* TEXTO *
┌──
Yo había descubierto tardíamente la desenvoltura narrativa de Antonio Muñoz Molina gracias al impacto de su segunda novela, El invierno en Lisboa. Ganado por la audacia lírica de su prosa y de su tempo sintáctico impecable, me sentí preso de un hechizo que ha tenido luces y sombras, pero que todavía hoy conserva sus rescoldos. Sin saber muy bien cómo, lo cierto es que se me fue aplazando el momento de acudir a su ansiada ópera prima, hasta que en diciembre de 1990 la adquirí en Madrid. A mi regreso de la capital, Carmen, mi novia, me estaba esperando con la noticia de que ya era licenciado en Filología Hispánica (saqué el latín de 2º curso en la convocatoria de diciembre, después de haber terminado 5º) y, de propina, con el regalo de una dedicatoria en forma de libro: era el Beatus Ille de Muñoz Molina (tercera reimpresión, mayo de 1989). Yo entonces me callé que habíamos coincidido y que ya me lo había comprado; al día siguiente me dirigí a la librería de Murcia y aduje que mi novia había confundido el título, que por favor me lo cambiaran (el que traía de Madrid, pero ellos no lo sabían) por un ejemplar de Beltenebros. Aquella primera novela la terminé de leer el 24 de enero de 1991, y he de añadir que de principio a fin me fascinó el dominio fabuloso de la palabra y de la intriga. Luego redacté este artículo conmemorativo, unos párrafos que noto forzados y en los que hoy apenas advierto el fervor de las seducciones más abyectas.
Gaceta Universitaria, nº 6, Murcia, mayo de 1992
Con casi cinco años de retraso, todo un lustro académico desdibujado en unos cuantos rostros y episodios, ha caído finalmente en mis manos la primera novela -primera en ambición, primera en oficio- del escritor andaluz Antonio Muñoz Molina: Beatus Ille. Dos o tres semanas me han bastado para leer y releer con asombro renovado, según el atinado axioma borgeano, esos párrafos densos y minuciosos cuya única y más legítima vocación es, quizás, reencontrarse con la palabra en su infinita desnudez; dos o tres semanas en desbocado viaje de regreso a un tiempo y a una casa en los que no viví, en los que tampoco el autor pudo vivir, para restaurar con pericia inmaculada y afán detectivesco el tejido sutilísimo de una historia revestida de insospechadas concreciones; dos o tres semanas de exaltación y gratitud.
└──
* INSTRUCCIONES *
Prolonga el texto sobre Beatus Ille a partir de su última oración, con la misma voz en primera persona.

* Registros de identificación de posiciones *
┌──
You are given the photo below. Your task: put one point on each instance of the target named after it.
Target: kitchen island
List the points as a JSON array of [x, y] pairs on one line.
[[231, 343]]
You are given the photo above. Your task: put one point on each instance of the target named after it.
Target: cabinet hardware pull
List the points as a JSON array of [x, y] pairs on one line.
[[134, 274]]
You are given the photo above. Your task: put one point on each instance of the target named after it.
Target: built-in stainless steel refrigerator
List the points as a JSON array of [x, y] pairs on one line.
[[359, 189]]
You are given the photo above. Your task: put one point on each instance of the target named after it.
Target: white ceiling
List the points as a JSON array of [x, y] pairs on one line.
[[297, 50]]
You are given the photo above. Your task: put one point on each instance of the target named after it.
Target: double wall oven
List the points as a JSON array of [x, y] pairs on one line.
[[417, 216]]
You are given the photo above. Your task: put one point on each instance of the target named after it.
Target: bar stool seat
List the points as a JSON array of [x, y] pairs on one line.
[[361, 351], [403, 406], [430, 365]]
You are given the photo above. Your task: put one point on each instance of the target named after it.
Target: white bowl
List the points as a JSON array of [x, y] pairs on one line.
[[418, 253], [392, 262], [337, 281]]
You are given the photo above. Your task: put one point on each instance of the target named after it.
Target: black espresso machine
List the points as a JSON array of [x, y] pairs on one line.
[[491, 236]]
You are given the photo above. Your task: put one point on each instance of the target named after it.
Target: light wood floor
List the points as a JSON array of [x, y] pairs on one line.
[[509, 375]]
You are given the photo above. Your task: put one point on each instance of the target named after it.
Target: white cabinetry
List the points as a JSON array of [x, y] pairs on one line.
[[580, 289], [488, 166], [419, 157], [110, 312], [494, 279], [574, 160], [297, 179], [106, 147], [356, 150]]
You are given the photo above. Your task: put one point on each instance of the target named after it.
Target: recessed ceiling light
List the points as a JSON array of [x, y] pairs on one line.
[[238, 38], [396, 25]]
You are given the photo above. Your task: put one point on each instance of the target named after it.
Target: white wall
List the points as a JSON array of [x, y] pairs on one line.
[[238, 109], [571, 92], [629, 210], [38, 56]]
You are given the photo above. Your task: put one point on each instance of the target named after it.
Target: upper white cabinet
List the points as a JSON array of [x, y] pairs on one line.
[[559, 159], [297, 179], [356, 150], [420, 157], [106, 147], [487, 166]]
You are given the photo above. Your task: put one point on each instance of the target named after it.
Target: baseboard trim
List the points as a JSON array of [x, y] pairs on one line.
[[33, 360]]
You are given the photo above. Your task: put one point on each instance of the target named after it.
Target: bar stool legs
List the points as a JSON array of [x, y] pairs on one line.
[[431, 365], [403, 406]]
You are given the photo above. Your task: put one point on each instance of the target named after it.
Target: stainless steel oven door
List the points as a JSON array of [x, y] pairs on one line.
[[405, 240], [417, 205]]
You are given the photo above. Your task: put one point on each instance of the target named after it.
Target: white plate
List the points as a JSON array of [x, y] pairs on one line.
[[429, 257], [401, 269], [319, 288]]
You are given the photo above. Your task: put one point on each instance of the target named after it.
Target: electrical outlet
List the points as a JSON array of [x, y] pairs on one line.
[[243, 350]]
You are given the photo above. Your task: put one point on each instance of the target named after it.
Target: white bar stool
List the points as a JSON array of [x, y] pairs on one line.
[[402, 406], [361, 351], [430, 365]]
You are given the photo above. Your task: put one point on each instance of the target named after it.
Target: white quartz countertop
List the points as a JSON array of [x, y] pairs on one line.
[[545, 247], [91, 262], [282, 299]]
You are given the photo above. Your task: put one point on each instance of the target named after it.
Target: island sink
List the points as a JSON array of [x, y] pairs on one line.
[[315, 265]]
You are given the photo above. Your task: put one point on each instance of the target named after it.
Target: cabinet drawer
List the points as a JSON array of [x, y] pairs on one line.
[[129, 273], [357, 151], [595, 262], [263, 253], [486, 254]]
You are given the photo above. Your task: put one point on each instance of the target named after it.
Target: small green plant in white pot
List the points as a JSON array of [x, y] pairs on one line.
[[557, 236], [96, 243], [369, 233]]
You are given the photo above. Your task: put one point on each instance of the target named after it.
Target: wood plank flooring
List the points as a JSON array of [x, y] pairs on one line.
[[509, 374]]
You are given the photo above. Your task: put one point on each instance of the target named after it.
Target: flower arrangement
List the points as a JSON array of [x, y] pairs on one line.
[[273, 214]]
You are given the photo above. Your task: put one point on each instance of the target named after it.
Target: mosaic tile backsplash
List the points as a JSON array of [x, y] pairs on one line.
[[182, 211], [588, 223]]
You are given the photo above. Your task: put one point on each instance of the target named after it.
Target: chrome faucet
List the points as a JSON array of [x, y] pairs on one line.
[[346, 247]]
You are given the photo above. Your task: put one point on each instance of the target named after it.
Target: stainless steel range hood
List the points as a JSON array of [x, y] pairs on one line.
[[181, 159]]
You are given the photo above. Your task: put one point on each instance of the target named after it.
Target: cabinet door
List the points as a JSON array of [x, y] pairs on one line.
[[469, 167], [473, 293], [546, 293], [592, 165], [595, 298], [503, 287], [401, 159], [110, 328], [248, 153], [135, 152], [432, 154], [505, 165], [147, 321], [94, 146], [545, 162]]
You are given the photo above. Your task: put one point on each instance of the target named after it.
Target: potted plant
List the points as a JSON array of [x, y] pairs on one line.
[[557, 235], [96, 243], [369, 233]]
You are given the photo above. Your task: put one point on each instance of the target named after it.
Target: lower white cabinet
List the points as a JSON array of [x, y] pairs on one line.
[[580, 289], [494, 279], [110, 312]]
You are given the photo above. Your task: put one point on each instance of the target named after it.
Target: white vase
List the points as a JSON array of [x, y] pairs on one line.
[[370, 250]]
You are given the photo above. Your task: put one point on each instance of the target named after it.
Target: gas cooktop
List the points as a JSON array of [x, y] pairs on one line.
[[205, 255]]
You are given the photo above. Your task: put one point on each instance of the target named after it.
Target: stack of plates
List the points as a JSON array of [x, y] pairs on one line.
└──
* RESPUESTA *
Ninguna guerra como la nuestra, como la de nuestros padres y abuelos, dio jamás tanto que decir a escritores y cronistas de todos los calibres, ninguna inspiró más motivos para ficcionar la realidad o para comentarla. Muñoz Molina recoge el testigo de la historia desde un ángulo supuestamente marginal, el pueblo de Mágina, más aún, una casa simbólica de Mágina o de todas las Mágina de España, y desmenuza con habilidad pasmosa y recursos de maestro las variantes más secretas de un conflicto armado que nadie ya parece recordar más que para reunir en torno al tema a un nutrido grupo de conferenciantes amiguísimos o para poner título rimbombante a una voluminosa tesis doctoral. Y todo ello sin un ápice de vacilación, o quizás con todo el cúmulo de vacilaciones y de falsedades bien trabadas que constituye el alma y la verdad de la buena literatura.
A mi entender, un arma parecida a la que blandiera don Miguel en su Quijote contra el hartazgo de caballería andante es la que silenciosamente empuña este andaluz de Úbeda, pues su rauda novela acaba siendo -y aquí sí que se torna inevitable parafrasear al Borges más citado-, más que un antídoto contra la literatura propiciada por aquella guerra absurda, una secreta despedida nostálgica. No pretendo edificar tras este aserto otra odiosa comparación que dignifique mi sentir: es tan sólo la intuición felicísima de una noble conexión, o, mejor que eso, el redescubrimiento enfervorizado de una íntima admiración por determinada forma de juntar palabras.
Conocido es el reparo que urdiera don José Martínez Ruiz, Azorín, por boca de cierto personaje, a propósito de la conveniencia o no de los usos comparativos y metafóricos en el género narrativo. Lástima que aquel insigne estilista no pueda leer Beatus Ille, o cualquiera otra de las novelas de su autor, para desdecirse ipso facto o para alimentar la vigencia de tan inusitada regla con el patrocinio convenido de tan alta excepción; porque Muñoz Molina se sirve del recurso con la naturalidad y el celo de un lejano poeta que hubiera venido al mundo a bautizar las cosas. Paralelamente, y sin un atisbo de desequilibrio, el asunto, la trama, se entreteje en aluviones de lirismo arrobador, y en las últimas páginas, cuando ya todo parecía definitivo como un adiós razonable, el que lee y el que narra cabalgan a la grupa sucesiva de impensadas revelaciones, de finales parciales que sólo un verdadero orfebre del idioma y un intrigador empedernido hubieran sabido, al alimón, imaginar.
Dichoso tú, maestro.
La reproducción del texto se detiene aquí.